SUPPLIED TEXT START

It appears that a similar learning process will need to take place due to red light cameras.

I am in favor of red light cameras as I have seen what undisciplined drivers will do.

Those cameras are nothing more than revenue generators no matter what the people at city hall say. If the powers that be were really concerned with motorist safety they would send out a fleet of unmarked cop cars and nail the idiots who dart in and out of traffic, never even hesitate at yield signs, etc.

An interesting thing about traffic tickets in the smaller city near where I live. (about 50k people) The east side is predominantly low income and the west is higher income.
The local paper publishes a daily record of all tickets issued and a few years ago I got to perusing those citations on a daily basis just to see where the offenders lived as the home addresses are given.

After reading the citations day in and day out it appears that approx. 90% of the tickets issued are given to people who live on the east side or who are from out of town.

They have mentioned installing a few traffic cameras on the east side where the traffic is comparatively sparse.
One would think in the interest of saving lives they would crack down on the west side where the traffic is heavier (20X heavier) and which has by far the most accident-prone intersections.

Apparently the city is amassing revenue on the backs of those who can’t afford to fight the issue or who are from out of town and won’t come back to argue the point.

If you live on the east side of your town, you can supplement your income by learning to drive correctly which would include proper negotiation of intersections with stoplights.

There are not enough cops in the country to cover all the stuff that goes on in traffic.

"The data also shows that the share of accidents at traffic signals has stayed roughly constant. This suggests red light cameras are not reducing accidents throughout the city. If anything, the red light cameras are changing the dynamics of accidents, leading to a lower share of angle type crashes at traffic signals. There is also the possibility that the RLCs are leading to a larger share of rear end accidents at traffic intersections. "

I think this statement may indicate an accurate shift in traffic accidents from violation induced to generally poor driving habits (following too close). As most point out in this and other debates, it takes time to sort out effectiveness of this and other traffic accident preventative measures and short term studies create as much confusion as they answer questions.

The money factor always enters in and just having a marked car visible to everyone at a stop sign may induce the same study results. How much does that trained officer at every corner comparably cost ? RCLs attempt to address the cost factor in effective law enforcement.

If we ultimately find it is not cost effective and not helpful, so be it. Personally, I haven’t been convinced either way, but do support these “trial” attempts; but personally believe that’s all they are.

But make no mistake; the greatest influence I feel in the effectiveness in “crime” (and violation induced accidents) prevention is the assurance of getting caught.

I don’t even live in that city anymore and haven’t for 25 years. Are you saying that the more well off people on the west side should be given a free pass as to traffic violations?

So why do you think more tickets are not issued on the west side which has the bulk of the businesses, new home additions, and a far, far heavier proportion of traffic?

If this is about public safety and saving lives then does that only apply to one side of town?

I don’t remember for sure but I think that it was Lubbock, TX that got hammered by the Feds a few years ago for blatant revenue generation from light cameras when they started short-changing the yellow.

South Carolina comes to its senses:


As any pharmaceutical researcher can tell you, you can’t base anything on a single study. You need to do a series of studies to make sure none of them are biased and to test hypotheses in different conditions.

If there is ever a broad consensus of study results, I may be convinced. For now, we are getting mixed results from these studies. Some say the cameras work, and some say they don’t, and some say it is a mix.

SUPPLIED TEXT END

» PROBLEM REQUIREMENTS
Please echo the part of the red light camera discussion that opens with the words containing "But make no" and closes with "proportion of traffic?".

RECORDS START

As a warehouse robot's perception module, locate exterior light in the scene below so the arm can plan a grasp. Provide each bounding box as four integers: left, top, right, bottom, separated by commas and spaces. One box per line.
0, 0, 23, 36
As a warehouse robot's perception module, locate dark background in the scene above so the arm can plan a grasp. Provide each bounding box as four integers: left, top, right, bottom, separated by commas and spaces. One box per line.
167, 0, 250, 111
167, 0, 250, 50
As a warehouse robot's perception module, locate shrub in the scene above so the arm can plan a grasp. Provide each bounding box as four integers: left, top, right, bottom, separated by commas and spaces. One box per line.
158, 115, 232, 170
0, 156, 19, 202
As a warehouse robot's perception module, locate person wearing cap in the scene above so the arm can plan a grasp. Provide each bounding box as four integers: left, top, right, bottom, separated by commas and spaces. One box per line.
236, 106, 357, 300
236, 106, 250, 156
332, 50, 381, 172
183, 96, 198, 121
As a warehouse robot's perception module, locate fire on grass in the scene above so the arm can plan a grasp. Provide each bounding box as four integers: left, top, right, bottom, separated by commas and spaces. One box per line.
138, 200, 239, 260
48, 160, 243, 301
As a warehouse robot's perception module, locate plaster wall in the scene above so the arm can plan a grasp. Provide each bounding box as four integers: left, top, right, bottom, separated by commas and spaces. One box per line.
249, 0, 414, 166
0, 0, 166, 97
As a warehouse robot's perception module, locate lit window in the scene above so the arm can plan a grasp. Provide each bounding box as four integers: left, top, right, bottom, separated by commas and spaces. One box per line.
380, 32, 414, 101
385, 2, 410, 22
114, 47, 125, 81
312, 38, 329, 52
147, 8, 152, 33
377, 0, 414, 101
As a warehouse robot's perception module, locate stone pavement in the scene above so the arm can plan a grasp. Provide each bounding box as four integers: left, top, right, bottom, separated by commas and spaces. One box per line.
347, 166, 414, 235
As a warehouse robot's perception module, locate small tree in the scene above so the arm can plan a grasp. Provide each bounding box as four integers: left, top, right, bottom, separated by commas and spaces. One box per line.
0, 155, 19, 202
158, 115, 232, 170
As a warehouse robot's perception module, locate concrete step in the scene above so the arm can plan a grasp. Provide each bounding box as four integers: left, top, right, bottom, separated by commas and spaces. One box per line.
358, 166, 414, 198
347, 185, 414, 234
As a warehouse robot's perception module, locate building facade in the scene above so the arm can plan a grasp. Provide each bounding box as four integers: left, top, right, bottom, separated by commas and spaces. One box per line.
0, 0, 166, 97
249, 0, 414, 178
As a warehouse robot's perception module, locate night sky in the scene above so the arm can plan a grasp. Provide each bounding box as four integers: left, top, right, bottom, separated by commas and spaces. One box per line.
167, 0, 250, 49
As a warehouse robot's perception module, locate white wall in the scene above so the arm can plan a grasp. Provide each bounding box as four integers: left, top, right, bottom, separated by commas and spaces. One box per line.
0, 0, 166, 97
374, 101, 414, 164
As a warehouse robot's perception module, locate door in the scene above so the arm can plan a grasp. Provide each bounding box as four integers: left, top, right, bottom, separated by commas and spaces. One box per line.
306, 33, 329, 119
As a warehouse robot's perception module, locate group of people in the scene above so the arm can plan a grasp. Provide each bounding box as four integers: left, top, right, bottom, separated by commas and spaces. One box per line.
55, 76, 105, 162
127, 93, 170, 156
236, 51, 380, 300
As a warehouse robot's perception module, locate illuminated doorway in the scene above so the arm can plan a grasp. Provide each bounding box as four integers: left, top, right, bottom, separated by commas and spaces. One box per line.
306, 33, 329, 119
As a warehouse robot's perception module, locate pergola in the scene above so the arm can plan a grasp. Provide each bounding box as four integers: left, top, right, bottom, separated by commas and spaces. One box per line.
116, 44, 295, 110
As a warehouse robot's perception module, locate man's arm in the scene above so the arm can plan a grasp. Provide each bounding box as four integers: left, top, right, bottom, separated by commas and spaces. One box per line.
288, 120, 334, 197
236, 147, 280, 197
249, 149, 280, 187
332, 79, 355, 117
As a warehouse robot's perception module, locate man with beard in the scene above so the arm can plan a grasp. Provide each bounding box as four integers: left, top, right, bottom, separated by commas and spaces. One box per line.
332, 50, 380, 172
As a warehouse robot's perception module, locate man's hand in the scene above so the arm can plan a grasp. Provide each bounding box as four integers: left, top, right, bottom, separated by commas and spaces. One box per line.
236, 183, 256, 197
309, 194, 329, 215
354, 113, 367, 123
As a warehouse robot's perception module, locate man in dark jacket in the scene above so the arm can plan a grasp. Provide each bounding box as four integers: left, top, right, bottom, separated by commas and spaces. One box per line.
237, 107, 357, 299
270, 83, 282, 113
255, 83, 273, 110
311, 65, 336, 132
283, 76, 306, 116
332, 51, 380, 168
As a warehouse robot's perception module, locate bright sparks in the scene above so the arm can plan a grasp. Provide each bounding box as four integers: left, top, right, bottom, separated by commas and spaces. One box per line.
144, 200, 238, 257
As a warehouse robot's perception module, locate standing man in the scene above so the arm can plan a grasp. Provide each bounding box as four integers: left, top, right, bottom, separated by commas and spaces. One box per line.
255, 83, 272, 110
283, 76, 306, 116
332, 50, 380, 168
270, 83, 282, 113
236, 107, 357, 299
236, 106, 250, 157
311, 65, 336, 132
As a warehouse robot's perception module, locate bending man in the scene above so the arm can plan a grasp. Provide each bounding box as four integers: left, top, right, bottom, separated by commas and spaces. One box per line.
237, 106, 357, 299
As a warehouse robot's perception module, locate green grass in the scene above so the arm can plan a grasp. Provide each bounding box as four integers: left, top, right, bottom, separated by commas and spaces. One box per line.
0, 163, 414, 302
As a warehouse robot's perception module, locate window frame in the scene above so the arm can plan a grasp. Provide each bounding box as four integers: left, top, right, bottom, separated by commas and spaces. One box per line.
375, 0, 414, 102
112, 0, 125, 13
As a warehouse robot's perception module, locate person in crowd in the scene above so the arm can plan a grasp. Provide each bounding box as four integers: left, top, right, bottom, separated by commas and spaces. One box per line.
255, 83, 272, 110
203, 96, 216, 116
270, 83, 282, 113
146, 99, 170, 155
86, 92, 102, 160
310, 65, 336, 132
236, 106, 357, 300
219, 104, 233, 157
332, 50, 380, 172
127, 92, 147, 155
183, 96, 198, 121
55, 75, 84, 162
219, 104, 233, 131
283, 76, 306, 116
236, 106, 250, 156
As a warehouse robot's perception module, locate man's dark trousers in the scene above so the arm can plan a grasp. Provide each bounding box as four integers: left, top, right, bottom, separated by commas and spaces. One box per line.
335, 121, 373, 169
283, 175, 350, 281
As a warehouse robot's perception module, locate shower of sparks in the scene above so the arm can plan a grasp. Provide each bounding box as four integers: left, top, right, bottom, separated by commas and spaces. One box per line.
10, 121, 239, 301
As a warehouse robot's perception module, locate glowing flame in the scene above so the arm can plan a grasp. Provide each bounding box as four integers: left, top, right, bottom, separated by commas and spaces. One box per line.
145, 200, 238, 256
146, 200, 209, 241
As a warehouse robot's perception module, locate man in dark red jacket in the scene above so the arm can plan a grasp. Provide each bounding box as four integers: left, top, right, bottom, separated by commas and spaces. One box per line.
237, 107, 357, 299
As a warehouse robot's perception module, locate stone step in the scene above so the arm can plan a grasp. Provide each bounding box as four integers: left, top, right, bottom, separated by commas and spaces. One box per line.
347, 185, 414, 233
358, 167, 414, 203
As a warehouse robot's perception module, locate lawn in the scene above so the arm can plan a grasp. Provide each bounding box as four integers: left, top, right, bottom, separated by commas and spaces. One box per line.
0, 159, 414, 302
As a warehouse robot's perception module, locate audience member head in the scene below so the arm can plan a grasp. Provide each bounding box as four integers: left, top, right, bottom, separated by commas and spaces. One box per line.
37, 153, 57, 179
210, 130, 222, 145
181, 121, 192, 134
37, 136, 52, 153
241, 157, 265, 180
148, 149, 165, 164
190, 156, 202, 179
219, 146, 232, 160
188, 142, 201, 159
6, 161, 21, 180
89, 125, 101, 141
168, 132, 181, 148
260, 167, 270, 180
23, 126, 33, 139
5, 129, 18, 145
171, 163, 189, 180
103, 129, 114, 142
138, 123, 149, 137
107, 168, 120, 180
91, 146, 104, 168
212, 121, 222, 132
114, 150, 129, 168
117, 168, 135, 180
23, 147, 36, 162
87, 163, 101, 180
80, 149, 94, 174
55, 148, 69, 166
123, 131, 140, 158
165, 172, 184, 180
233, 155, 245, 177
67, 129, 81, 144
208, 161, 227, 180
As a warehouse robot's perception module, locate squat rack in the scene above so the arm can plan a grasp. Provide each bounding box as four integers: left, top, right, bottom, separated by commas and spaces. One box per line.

RECORDS END

» ANSWER TO THIS EXERCISE
But make no mistake; the greatest influence I feel in the effectiveness in “crime” (and violation induced accidents) prevention is the assurance of getting caught.

I don’t even live in that city anymore and haven’t for 25 years. Are you saying that the more well off people on the west side should be given a free pass as to traffic violations?

So why do you think more tickets are not issued on the west side which has the bulk of the businesses, new home additions, and a far, far heavier proportion of traffic?